### WHAT THIS TASK INVOLVES
Starting at the line that contains "Locate each instance of the metal loaf" and stopping after the last of the entries, reprint those lines with every "sample shape" changed to "sample format". Leave everything else unchanged.

** Start **

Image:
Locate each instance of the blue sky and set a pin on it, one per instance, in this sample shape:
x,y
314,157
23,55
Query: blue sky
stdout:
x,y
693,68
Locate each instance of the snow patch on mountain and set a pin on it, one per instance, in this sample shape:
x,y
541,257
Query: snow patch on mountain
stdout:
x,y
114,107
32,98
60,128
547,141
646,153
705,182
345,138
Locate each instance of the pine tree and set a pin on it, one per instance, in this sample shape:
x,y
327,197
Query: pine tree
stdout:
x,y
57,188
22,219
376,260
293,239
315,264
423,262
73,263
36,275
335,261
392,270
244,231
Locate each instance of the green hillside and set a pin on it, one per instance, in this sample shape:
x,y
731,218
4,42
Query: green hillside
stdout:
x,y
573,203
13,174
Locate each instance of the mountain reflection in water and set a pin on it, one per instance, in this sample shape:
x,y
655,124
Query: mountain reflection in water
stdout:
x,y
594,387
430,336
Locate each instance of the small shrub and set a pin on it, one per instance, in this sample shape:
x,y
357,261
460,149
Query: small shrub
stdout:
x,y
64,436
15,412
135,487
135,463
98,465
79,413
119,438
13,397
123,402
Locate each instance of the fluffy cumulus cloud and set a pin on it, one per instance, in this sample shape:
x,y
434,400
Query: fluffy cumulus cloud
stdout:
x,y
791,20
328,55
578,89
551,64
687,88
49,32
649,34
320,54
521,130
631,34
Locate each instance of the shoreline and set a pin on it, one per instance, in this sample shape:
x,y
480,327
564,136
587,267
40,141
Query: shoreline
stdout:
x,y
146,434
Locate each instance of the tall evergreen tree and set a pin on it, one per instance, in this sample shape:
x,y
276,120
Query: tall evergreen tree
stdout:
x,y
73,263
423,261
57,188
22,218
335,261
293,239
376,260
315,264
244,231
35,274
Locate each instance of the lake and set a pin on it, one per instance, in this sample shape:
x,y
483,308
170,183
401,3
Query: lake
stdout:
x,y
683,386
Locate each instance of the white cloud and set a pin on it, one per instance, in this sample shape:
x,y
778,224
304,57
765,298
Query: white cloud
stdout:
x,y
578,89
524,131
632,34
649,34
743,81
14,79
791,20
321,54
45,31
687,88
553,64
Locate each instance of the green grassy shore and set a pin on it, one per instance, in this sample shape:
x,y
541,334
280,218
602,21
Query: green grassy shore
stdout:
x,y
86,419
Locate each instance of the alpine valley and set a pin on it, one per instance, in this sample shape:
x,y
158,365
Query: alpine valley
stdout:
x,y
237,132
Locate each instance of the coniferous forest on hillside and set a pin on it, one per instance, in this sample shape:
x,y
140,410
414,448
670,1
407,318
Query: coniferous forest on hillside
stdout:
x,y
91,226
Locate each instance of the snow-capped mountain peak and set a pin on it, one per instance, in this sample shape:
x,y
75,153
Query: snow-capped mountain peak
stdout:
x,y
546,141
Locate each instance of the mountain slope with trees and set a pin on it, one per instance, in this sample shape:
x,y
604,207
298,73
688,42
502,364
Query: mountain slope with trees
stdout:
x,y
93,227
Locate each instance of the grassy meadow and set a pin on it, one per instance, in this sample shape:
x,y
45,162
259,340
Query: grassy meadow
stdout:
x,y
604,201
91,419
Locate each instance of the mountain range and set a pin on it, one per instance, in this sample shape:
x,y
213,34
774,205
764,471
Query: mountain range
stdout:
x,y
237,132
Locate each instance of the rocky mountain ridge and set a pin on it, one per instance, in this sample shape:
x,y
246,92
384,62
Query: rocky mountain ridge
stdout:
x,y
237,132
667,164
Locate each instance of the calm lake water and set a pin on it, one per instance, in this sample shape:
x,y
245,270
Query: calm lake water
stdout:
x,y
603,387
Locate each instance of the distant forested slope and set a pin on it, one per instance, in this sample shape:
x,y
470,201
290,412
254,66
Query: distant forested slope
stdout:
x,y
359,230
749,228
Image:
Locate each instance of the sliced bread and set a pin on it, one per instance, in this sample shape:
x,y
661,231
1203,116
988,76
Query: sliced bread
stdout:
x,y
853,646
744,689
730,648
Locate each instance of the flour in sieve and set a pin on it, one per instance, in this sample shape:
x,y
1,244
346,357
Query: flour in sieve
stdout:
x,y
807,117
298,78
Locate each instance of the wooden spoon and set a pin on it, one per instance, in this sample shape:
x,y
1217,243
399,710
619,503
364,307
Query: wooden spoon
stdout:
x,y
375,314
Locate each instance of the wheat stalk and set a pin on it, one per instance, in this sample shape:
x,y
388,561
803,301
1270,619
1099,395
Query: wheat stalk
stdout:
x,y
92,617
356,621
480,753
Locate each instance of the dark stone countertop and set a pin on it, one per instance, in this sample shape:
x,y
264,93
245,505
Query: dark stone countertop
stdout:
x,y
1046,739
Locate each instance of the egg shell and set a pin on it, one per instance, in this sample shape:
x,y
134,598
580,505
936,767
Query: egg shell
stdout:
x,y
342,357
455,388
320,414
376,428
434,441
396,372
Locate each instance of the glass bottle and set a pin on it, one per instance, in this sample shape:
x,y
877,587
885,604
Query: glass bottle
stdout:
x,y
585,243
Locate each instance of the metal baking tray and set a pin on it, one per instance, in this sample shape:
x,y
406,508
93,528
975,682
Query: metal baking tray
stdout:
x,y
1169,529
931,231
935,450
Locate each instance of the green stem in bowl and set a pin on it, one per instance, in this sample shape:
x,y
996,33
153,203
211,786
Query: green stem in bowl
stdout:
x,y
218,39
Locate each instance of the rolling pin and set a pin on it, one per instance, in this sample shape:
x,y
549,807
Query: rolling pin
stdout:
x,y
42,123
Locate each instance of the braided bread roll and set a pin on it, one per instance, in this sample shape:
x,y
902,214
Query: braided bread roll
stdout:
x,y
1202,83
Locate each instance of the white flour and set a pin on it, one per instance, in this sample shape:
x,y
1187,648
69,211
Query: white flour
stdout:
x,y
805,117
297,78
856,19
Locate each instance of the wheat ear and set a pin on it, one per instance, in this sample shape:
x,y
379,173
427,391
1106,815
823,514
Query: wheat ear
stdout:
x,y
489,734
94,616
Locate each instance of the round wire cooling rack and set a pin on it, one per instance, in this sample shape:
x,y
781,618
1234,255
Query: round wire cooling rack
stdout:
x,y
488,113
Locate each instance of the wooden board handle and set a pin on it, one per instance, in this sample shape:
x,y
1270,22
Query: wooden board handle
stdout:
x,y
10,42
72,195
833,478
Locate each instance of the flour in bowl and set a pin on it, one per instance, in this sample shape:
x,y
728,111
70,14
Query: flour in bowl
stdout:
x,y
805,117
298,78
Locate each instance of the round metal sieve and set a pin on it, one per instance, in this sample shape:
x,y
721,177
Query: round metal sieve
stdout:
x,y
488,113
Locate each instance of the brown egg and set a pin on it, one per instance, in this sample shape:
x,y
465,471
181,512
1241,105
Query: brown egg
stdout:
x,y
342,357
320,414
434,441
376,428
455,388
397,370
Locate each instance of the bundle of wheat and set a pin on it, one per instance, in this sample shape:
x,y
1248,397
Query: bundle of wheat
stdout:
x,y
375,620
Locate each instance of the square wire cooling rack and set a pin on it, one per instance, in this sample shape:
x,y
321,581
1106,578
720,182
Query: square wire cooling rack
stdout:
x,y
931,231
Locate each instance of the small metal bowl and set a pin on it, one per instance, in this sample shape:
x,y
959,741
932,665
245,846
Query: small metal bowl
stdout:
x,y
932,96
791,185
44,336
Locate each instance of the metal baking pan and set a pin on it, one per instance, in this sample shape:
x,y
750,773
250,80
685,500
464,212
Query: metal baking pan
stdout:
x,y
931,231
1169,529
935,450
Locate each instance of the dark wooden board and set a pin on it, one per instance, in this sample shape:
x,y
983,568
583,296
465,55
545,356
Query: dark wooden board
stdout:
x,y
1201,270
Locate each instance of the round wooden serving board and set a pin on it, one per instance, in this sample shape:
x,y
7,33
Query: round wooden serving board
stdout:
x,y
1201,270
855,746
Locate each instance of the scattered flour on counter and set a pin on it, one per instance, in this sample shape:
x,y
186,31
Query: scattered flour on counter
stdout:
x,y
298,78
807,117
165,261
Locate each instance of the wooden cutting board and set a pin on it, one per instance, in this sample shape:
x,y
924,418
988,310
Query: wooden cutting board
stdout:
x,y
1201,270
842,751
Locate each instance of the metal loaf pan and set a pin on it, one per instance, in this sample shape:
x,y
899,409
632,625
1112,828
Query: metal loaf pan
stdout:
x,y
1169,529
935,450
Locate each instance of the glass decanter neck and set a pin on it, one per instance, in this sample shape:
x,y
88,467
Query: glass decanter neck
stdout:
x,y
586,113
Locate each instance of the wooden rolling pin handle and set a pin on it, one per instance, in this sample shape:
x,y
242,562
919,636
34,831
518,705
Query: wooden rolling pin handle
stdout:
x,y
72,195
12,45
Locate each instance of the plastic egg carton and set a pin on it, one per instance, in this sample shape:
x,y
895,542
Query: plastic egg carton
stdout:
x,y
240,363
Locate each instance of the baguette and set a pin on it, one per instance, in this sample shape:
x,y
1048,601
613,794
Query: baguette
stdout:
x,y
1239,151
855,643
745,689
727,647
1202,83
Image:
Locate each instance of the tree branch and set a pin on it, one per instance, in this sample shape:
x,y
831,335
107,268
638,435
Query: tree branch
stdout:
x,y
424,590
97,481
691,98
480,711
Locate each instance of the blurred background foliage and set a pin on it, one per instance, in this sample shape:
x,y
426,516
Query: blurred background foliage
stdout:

** End **

### FULL RESPONSE
Locate each instance of the metal loaf pan and set a pin on it, one per instance, in this sample format:
x,y
899,409
632,625
1112,828
Query: metal loaf pan
stdout:
x,y
1169,529
935,450
Locate each instance of the glass decanter neck and set a pin on it, one per instance, in this sample format:
x,y
88,467
Query: glass decanter neck
stdout:
x,y
586,113
Locate each instance of the wooden rolling pin handle and set a pin on it, one per instance, in this sample format:
x,y
242,562
919,636
34,831
518,705
Query: wooden rolling pin handle
stdout:
x,y
72,195
12,45
Locate each instance of the plastic egg carton and set a pin on it, one per instance, in this sample format:
x,y
895,542
Query: plastic egg carton
stdout:
x,y
240,363
Locate each instance of the baguette and set a pin on it, one per instance, in this sample format:
x,y
1048,601
613,794
Query: baguette
stdout:
x,y
1239,151
855,643
745,689
727,647
1202,83
Image:
Locate each instance of the tree branch and set a pin on it, one per instance, in this sample format:
x,y
831,335
107,268
638,435
Query: tree branch
stdout:
x,y
424,590
97,481
691,98
480,711
Locate each instance of the blurred background foliage and set a pin on it, one per instance, in this sample format:
x,y
426,516
Query: blurred background foliage
stdout:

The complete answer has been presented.